Data excerpts:
══════════════════════════════

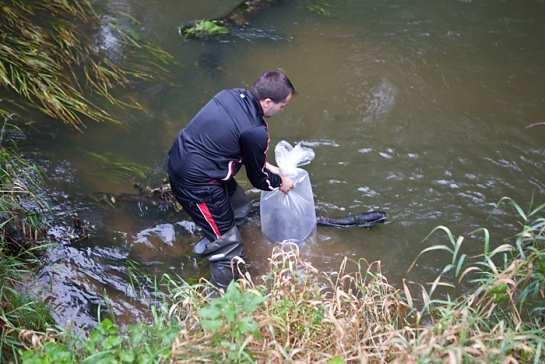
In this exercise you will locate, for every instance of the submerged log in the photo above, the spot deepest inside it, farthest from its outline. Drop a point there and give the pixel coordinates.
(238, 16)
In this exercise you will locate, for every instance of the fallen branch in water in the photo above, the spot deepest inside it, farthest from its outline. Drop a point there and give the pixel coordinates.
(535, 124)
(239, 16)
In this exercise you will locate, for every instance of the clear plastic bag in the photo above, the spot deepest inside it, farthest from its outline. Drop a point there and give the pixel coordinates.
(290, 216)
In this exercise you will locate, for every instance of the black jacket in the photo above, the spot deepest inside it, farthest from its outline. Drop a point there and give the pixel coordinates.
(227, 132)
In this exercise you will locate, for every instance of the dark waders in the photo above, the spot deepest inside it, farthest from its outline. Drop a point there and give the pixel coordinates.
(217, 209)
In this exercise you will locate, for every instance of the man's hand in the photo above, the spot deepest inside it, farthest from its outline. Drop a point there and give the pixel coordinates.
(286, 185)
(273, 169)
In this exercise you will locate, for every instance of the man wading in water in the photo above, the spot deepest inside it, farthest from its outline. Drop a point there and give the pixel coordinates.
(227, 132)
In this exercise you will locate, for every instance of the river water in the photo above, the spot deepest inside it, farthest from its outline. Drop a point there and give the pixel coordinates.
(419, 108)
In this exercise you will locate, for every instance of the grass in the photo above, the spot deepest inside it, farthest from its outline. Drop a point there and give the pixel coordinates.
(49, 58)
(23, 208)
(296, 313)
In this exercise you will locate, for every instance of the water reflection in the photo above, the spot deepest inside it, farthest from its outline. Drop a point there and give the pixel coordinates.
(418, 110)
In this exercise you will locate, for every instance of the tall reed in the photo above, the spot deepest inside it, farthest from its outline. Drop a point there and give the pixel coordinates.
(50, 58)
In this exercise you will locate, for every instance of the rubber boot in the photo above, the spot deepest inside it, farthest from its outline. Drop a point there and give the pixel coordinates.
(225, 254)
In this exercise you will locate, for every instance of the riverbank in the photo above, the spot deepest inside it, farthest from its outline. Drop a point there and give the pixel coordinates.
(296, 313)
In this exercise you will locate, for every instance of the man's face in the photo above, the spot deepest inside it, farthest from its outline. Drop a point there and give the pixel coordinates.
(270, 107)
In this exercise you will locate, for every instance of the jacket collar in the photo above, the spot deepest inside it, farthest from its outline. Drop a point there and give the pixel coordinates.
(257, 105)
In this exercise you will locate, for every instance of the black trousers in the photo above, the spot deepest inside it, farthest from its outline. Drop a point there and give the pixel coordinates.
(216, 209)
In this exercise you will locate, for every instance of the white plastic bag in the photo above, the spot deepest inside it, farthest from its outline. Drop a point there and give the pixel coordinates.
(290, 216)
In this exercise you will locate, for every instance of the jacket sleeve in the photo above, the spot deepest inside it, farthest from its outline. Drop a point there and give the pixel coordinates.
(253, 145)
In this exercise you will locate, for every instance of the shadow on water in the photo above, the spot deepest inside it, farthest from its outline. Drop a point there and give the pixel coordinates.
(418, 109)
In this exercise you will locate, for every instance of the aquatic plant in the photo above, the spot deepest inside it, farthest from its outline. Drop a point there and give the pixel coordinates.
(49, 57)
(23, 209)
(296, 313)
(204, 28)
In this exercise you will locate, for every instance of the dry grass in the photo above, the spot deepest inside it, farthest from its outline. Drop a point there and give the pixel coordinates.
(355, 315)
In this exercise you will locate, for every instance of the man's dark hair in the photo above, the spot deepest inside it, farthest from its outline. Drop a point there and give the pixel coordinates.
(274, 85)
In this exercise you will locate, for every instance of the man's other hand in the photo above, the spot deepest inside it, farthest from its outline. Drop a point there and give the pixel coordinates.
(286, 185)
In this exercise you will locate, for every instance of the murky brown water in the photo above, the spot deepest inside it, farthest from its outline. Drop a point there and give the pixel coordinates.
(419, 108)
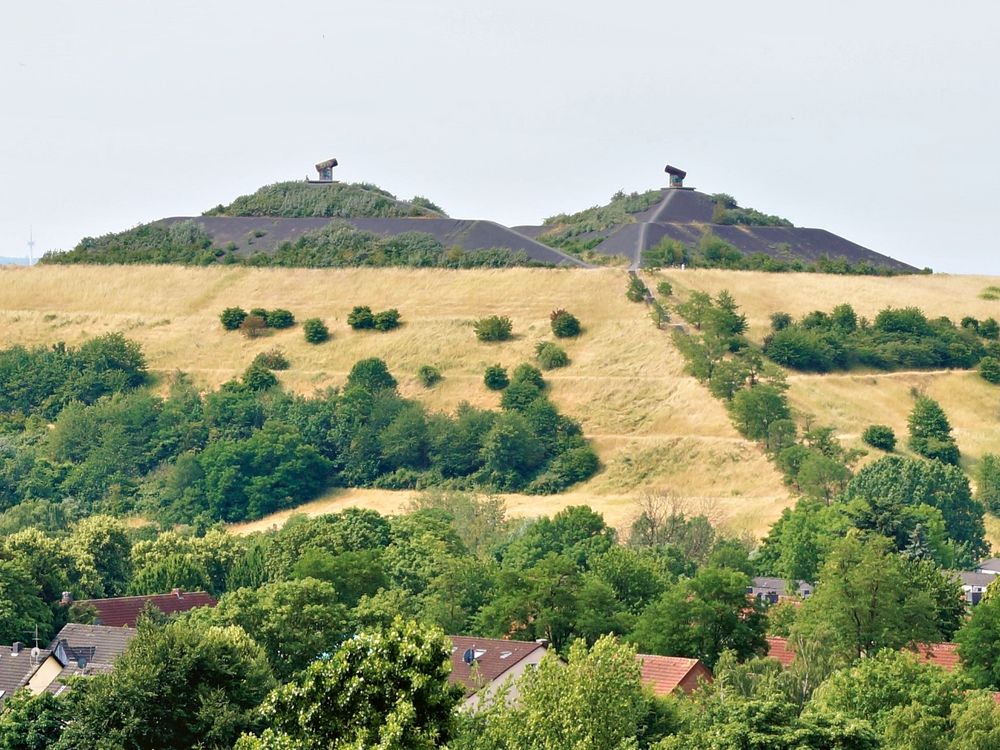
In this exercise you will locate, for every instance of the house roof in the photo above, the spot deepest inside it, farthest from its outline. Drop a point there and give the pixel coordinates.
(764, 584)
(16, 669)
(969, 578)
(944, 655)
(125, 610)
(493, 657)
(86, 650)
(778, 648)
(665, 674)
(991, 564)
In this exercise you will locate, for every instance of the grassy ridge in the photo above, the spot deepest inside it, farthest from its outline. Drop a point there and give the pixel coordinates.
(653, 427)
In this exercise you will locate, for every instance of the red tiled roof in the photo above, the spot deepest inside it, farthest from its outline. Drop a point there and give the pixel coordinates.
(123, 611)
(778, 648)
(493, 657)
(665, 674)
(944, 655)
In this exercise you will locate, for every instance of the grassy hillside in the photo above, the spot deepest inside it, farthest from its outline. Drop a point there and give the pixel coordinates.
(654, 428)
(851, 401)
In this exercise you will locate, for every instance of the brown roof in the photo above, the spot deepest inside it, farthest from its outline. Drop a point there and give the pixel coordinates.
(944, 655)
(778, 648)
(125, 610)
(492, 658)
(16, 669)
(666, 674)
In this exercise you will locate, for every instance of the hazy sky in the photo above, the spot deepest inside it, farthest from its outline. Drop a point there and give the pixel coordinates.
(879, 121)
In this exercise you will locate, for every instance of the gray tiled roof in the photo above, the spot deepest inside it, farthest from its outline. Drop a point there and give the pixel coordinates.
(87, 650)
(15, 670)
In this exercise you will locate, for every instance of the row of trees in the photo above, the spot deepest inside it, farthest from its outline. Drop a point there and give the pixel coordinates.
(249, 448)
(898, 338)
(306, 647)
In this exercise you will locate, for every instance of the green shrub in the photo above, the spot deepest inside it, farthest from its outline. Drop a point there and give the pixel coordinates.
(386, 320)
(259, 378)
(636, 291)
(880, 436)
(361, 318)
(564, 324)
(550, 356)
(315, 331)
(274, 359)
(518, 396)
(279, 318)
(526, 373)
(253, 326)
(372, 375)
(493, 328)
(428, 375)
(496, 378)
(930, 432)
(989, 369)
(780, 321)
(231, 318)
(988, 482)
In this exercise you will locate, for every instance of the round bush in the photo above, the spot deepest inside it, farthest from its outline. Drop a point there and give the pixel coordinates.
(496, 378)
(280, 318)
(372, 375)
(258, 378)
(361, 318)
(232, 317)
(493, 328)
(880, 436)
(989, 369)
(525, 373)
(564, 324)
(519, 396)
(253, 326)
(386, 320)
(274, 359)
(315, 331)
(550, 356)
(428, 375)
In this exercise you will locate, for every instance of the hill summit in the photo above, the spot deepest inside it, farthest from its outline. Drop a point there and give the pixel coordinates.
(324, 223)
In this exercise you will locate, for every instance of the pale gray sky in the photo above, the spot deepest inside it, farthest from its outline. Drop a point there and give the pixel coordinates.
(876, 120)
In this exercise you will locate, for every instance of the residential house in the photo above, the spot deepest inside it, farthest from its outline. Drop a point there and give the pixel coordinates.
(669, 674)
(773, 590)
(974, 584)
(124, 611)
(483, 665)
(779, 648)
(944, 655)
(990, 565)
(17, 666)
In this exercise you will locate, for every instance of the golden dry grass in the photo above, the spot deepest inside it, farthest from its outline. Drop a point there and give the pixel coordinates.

══════════════════════════════

[Requirement]: Your task is to transcribe all of the records precisely, with no images included.

[The completed task]:
In this exercise you will locate, for every instance of the submerged log in the photo above, the spot deepest inside it, farthest from its outline. Drop a point there and give the pixel coordinates.
(238, 16)
In this exercise you will locate, for every instance of the fallen branch in water in the photo above, the spot deepest inside it, farthest from its outline. Drop a point there and give the pixel coordinates.
(535, 124)
(239, 16)
In this exercise you will locate, for every instance of the clear plastic bag in the photo above, the spot deepest inside it, farthest from its outline. Drop a point there and give the pixel coordinates.
(290, 216)
In this exercise you will locate, for every instance of the black jacket in the photo above, the spot deepest inside it, farthest from its outline. Drop a point there and give the pixel coordinates.
(227, 132)
In this exercise you will locate, for every instance of the dark waders in the photo above, the spot deepest inside it, farthest from its outline. Drop a point there and give the pixel coordinates.
(217, 209)
In this exercise you will locate, for every instance of the man's hand in the photo above, the spot deepest inside it, farthest from its outline. Drop a point there and give the pixel coordinates.
(286, 185)
(273, 169)
In this exercise you will locate, for every instance of the man wading in water in the photo above, the spot deepest inside it, farthest from its outline. Drop a point there and give the pixel coordinates.
(227, 132)
In this exercise you will locate, for every instance of the river water in the photo above, the spot deepest inside it, farthest from its outline. Drop a point there and give the pixel coordinates.
(419, 108)
In this exercise you will locate, for every instance of the grass in the photo above, the spot deepest inside it, farthest from its outline. Drop a point there and give the pixel coordinates.
(49, 58)
(23, 208)
(296, 313)
In this exercise you will locate, for every instance of the water reflection in the photo above, the spot deepest inside it, farthest from its outline. Drop a point there and give the pixel coordinates.
(418, 110)
In this exercise you will locate, for every instance of the tall reed in the photo above, the spot deepest inside it, farthest from its outline. Drop a point there and give the pixel coordinates.
(50, 58)
In this exercise you will locate, for every instance of the rubber boot in the photo above, the spot deepest inside it, farthest from its outline. Drop a point there and give the pixel coordinates.
(225, 254)
In this exercise you will locate, for every instance of the riverbank in the photo above, the spot deepest inside it, farthest from its outline. Drop a point there and give the pixel coordinates.
(296, 313)
In this exercise you will locate, for every instance of the man's face in the photo above, the spot deepest inside it, farthest from its outline. Drop a point there and give the pixel coordinates.
(270, 107)
In this exercise you will locate, for every instance of the jacket collar in the photo above, the spot deepest inside it, farthest from its outline. Drop a point there and give the pixel coordinates.
(257, 105)
In this exercise you will locate, for every instance of the black trousers in the photo above, the spot deepest inside it, farthest from its outline. Drop a point there and give the pixel coordinates.
(216, 209)
In this exercise you will locate, for every instance of the white plastic bag in the photo above, the spot deepest inside it, farthest from its outline. Drop a point there and give the pixel coordinates.
(290, 216)
In this exercise you will locate, for every instance of the jacket sleeve in the photo above, the spot deepest inside it, farthest from its outline. Drop a point there and give the pixel coordinates.
(253, 145)
In this exercise you will locate, for every instance of the shadow on water in the photo above, the spot deepest inside it, farthest from its outline. Drop a point there and give the pixel coordinates.
(418, 109)
In this exercise you will locate, for every instance of the aquatic plant in the photo above, the spot deepest inside it, farthest from its outline. Drop a point there and give the pixel coordinates.
(49, 57)
(23, 209)
(296, 313)
(204, 28)
In this exercise you will locate, for every instance of the dry grass in the photo above, the spot deepest inside it, farthest from its outline. Drop a point there and give the pixel coordinates.
(355, 315)
In this exercise you will locate, for every instance of the man's dark hair in the photo above, the spot deepest inside it, farthest from its outline. Drop a point there and give the pixel coordinates.
(274, 85)
In this exercise you will locate, for every instance of the man's other hand in the photo above, the spot deepest inside it, farthest from its outline. Drop a point there and give the pixel coordinates.
(286, 185)
In this exercise you will locate, for every instance of the murky brown water in the photo above, the spot deepest inside it, farthest from its outline. Drop a point there and give the pixel coordinates.
(419, 108)
In this exercise you will locate, for every instance of the house roof in the photo above, the spot deepest inside it, farthest from its outline. Drop a point there and give the pixel coordinates.
(764, 584)
(16, 669)
(969, 578)
(944, 655)
(125, 610)
(493, 657)
(86, 650)
(778, 648)
(665, 674)
(991, 564)
In this exercise you will locate, for every instance of the grassy ridge in the photo above, the spot deepest inside it, farthest from its outline. Drop a point there and give the pixel coordinates.
(653, 427)
In this exercise you will locate, for every instance of the red tiled roof in the photo above, the spot deepest inside it, farthest from its outline. Drop a point there and give the pixel coordinates.
(123, 611)
(778, 648)
(493, 657)
(665, 674)
(944, 655)
In this exercise you will locate, for every instance of the grassy hillside in the photo above, the spot deepest inside it, farthest from its outline. Drop a point there and give the pixel coordinates.
(654, 428)
(851, 401)
In this exercise you will locate, for every instance of the brown roof in the photo above, the spot deepest inside it, farthest from its outline. Drop a point there and give the pixel coordinates.
(944, 655)
(778, 648)
(125, 610)
(492, 658)
(16, 669)
(666, 674)
In this exercise you will locate, for every instance of the hazy sky in the photo above, the spot deepest inside it, farthest from its outline. Drop a point there and give the pixel coordinates.
(879, 121)
In this exercise you will locate, for every instance of the gray tiled roof in the photo above, the spot deepest inside it, farthest from its outline. Drop a point there and give the pixel coordinates.
(87, 650)
(15, 670)
In this exercise you will locate, for every instance of the row of trees in the photo above, the spot deepest inside it, farthest from its outline. Drop a point there and give the pixel coordinates.
(249, 448)
(898, 338)
(306, 647)
In this exercise you will locate, for every instance of the green shrub in the photo above, the spot deepest inside it, farthest from its outline. Drop a point there and give the pixel coordinates.
(386, 320)
(259, 378)
(636, 291)
(880, 436)
(361, 318)
(564, 324)
(550, 356)
(315, 331)
(274, 359)
(518, 396)
(279, 318)
(526, 373)
(253, 326)
(372, 375)
(493, 328)
(428, 375)
(496, 378)
(930, 432)
(989, 369)
(780, 321)
(231, 318)
(988, 482)
In this exercise you will locate, for every instance of the round bush in the photo above, the spot deepest inside it, farthest from its outline. Drop a point there and give the pixel coordinates.
(496, 378)
(280, 318)
(372, 375)
(258, 378)
(361, 318)
(232, 317)
(493, 328)
(880, 436)
(989, 369)
(525, 373)
(564, 324)
(519, 396)
(253, 326)
(386, 320)
(274, 359)
(315, 331)
(550, 356)
(428, 375)
In this exercise you will locate, for every instance of the hill summit in the photo above, the spot deepest inside it, farthest from its outline. Drop a point there and give the pixel coordinates.
(324, 223)
In this exercise you will locate, for every instance of the pale gray sky in the photo above, the spot deepest inside it, farthest from its outline. Drop a point there and give the pixel coordinates.
(876, 120)
In this exercise you will locate, for every instance of the residential house in the photo above, the spot deepest inside it, farthest from its outline. Drop a point there and give the pixel coordinates.
(669, 674)
(773, 590)
(974, 584)
(124, 611)
(483, 665)
(779, 648)
(944, 655)
(990, 565)
(17, 666)
In this exercise you will locate, for every instance of the golden dry grass in the photo above, the spot deepest inside it, farthest from its outline. Drop a point there and give the pixel coordinates.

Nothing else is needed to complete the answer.